Texto de leitura =>
╭──

Sábado, 7 de Maio de 2011

Como pode a cor da pele influenciar uma decisão desportiva? O racismo europeu que nunca desapareceu debaixo da capa da hipocrisia social sempre encontrou no futebol um escape moral onde a cor da pele nunca permitiu marcar diferenças sociais. A grandeza de Pelé ou Zidane nunca se mediu pelo seu tom de pele. Mas em França, um país de muitas luzes e muitas sombras, a verdade é mais negra que a pele dos jogadores que a Federação Francesa de Futebol quer excluir dos seus programas de formação. É a verdade amoral de um país com memória curta e um sério problema entre as mãos.

 

 

 

Ser africano, caribenho, magrebino, asiático, negro, castanho, amarelo ou vermelho ainda é importante. Pelo menos em França.

╰──

Entradas fornecidas =>
╭──

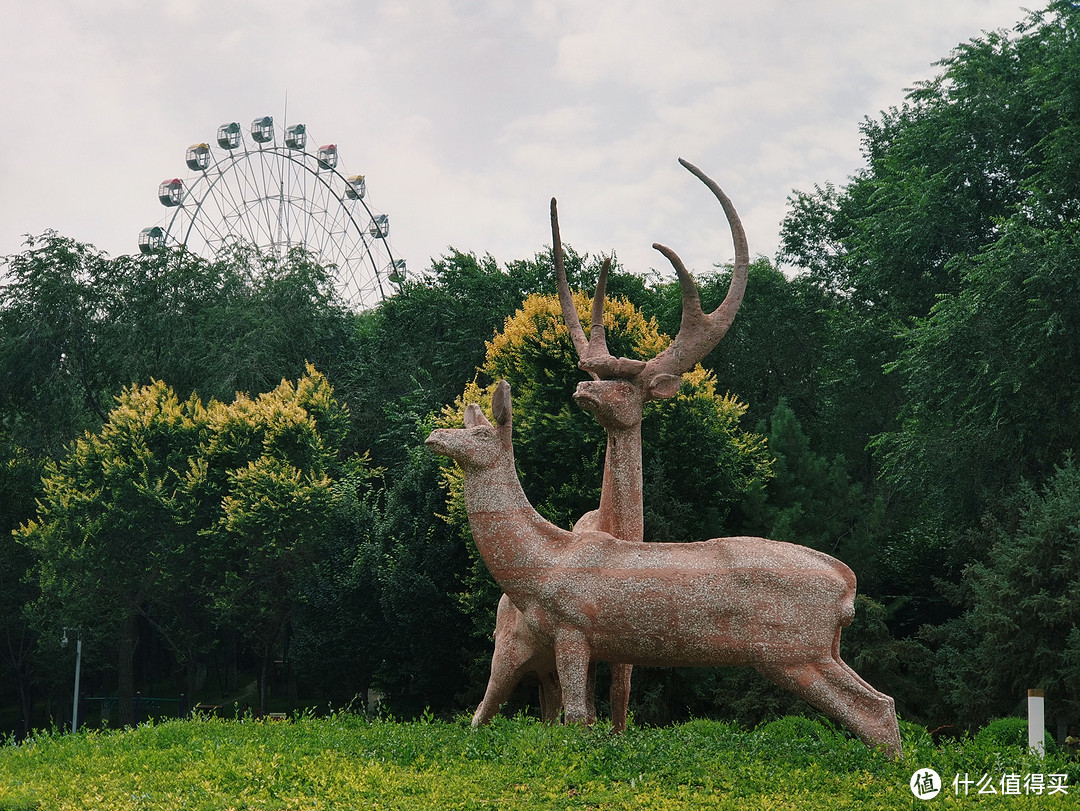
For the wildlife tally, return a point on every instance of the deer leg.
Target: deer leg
(591, 694)
(833, 688)
(571, 661)
(620, 695)
(510, 662)
(551, 697)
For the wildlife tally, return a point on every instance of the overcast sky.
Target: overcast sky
(468, 117)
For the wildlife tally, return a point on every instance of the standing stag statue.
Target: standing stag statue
(616, 395)
(772, 606)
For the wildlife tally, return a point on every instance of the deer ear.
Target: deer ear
(662, 387)
(475, 417)
(500, 403)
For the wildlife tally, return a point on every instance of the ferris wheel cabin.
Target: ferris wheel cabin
(355, 188)
(296, 136)
(198, 157)
(327, 156)
(228, 135)
(151, 240)
(171, 192)
(380, 226)
(262, 130)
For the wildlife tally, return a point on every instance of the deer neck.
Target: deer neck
(515, 541)
(621, 496)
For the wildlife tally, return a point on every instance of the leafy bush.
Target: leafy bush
(347, 761)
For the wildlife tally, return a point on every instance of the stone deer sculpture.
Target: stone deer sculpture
(772, 606)
(616, 395)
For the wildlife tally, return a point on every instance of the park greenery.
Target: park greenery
(213, 471)
(343, 760)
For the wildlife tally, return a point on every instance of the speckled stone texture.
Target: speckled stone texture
(775, 607)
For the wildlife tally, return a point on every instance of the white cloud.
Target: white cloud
(467, 117)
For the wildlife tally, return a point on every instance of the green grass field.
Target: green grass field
(348, 762)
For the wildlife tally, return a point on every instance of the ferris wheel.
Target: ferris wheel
(278, 194)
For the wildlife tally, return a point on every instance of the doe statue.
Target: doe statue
(616, 395)
(772, 606)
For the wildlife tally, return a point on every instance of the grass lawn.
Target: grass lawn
(345, 761)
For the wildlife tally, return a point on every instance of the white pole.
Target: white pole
(75, 702)
(1036, 721)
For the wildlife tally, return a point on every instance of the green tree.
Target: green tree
(1021, 625)
(109, 524)
(176, 514)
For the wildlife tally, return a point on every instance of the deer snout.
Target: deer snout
(439, 442)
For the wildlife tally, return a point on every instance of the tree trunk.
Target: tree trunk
(125, 671)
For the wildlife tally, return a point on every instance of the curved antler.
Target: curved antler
(699, 333)
(593, 353)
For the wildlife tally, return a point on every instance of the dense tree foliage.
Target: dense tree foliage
(187, 516)
(905, 401)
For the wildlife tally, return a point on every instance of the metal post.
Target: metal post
(1036, 721)
(78, 667)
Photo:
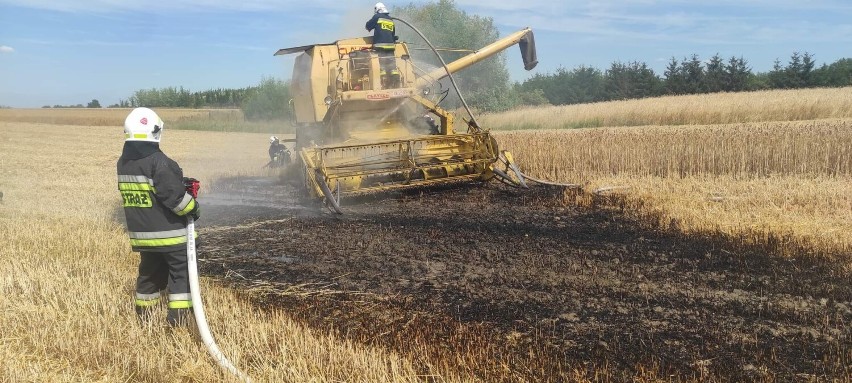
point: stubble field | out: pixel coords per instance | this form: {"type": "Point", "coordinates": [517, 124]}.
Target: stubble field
{"type": "Point", "coordinates": [709, 252]}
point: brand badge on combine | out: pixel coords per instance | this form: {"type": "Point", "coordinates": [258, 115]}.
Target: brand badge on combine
{"type": "Point", "coordinates": [378, 96]}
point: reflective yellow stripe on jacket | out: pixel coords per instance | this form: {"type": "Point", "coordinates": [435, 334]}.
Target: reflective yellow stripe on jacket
{"type": "Point", "coordinates": [158, 238]}
{"type": "Point", "coordinates": [135, 183]}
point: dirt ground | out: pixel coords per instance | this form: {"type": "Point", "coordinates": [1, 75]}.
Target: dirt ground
{"type": "Point", "coordinates": [502, 284]}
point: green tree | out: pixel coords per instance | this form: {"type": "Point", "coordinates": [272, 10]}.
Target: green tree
{"type": "Point", "coordinates": [714, 76]}
{"type": "Point", "coordinates": [693, 72]}
{"type": "Point", "coordinates": [675, 80]}
{"type": "Point", "coordinates": [484, 84]}
{"type": "Point", "coordinates": [631, 80]}
{"type": "Point", "coordinates": [839, 73]}
{"type": "Point", "coordinates": [737, 74]}
{"type": "Point", "coordinates": [268, 101]}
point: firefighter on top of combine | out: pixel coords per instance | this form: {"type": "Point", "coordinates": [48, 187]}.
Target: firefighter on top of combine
{"type": "Point", "coordinates": [384, 43]}
{"type": "Point", "coordinates": [156, 204]}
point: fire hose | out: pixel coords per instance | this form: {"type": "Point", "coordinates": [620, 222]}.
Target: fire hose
{"type": "Point", "coordinates": [192, 186]}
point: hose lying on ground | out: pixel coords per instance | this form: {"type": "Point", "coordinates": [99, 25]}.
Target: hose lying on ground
{"type": "Point", "coordinates": [198, 307]}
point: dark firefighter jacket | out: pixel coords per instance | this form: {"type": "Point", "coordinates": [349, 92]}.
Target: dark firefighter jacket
{"type": "Point", "coordinates": [384, 36]}
{"type": "Point", "coordinates": [155, 200]}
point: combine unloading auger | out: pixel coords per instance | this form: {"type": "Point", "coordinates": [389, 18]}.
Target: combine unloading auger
{"type": "Point", "coordinates": [363, 129]}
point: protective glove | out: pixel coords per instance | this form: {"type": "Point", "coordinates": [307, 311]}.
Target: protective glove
{"type": "Point", "coordinates": [195, 213]}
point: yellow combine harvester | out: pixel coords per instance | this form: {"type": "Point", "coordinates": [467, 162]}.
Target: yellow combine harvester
{"type": "Point", "coordinates": [361, 129]}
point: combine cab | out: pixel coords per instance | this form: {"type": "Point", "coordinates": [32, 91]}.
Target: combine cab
{"type": "Point", "coordinates": [367, 123]}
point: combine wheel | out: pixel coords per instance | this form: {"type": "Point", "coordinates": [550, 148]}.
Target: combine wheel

╰──

Objetivos =>
1. Transcreva do texto sobre racismo no futebol francês o trecho que vai de "Como pode a" a "menos em França.".
2. Continue, por favor, o texto sobre racismo no futebol francês a partir do ponto em que ele termina.

Respostas às tarefas =>
1.
Como pode a cor da pele influenciar uma decisão desportiva? O racismo europeu que nunca desapareceu debaixo da capa da hipocrisia social sempre encontrou no futebol um escape moral onde a cor da pele nunca permitiu marcar diferenças sociais. A grandeza de Pelé ou Zidane nunca se mediu pelo seu tom de pele. Mas em França, um país de muitas luzes e muitas sombras, a verdade é mais negra que a pele dos jogadores que a Federação Francesa de Futebol quer excluir dos seus programas de formação. É a verdade amoral de um país com memória curta e um sério problema entre as mãos.

 

 

 

Ser africano, caribenho, magrebino, asiático, negro, castanho, amarelo ou vermelho ainda é importante. Pelo menos em França.

2.
E, surpreendentemente, no mundo do futebol. Porque aí o racismo faz menos sentido ainda. Está à vista de todos a qualidade de um atleta, independentemente da sua cor de pele, do seu credo. A sua performance fala por si, não precisa de passar por um canal de avaliação preconceituoso. Em França, país que há anos vive assustado com o seu próprio futuro, isso não é bem assim, nem nunca o foi. O racismo existiu sempre no futebol e de uma forma aberta e socialmente aceite. Os jogadores "importados" das antigas colónias nunca foram tratados ao mesmo nível que os herdeiros dos gauleses, seja lá o que isso for. Roger Milla, o ícone dos Camarões. andou durante anos em clubes pequenos do futebol francês e mais tarde reflectiu o seu desencanto pela forma como dirigentes, técnicos e colegas o tratavam simplesmente por ser negro. Até aos anos 80, e apesar de serem uma presença constante nos clubes da Ligue 1, eram raros os atletas negros, magrebinos ou mulatos que chegavam a representar a selecção. Até Just Fontaine, nascido em Marrocos ( e branco), chegou a ser questionado pela imprensa gaulesa por não ter nascido em território europeu. Com Tigana, Tresor e companhia a situação foi-se alterando. Os franceses aprenderem a aceitar lado a lado os imigrantes das ex-colónias com os emigrantes dos países europeus (como foram Kopa ou Platini, filhos de polacos e italianos respectivamente) junto com os "seus" heróis nacionais. Hoje talvez alguns deles fossem impedidos de actuar com a camisola dos Bleus. Porquê? Porque talvez excedessem as quotas de minorias étnicas que a Federation Française du Foot estava, em segredo, a preparar para o seu futebol de formação.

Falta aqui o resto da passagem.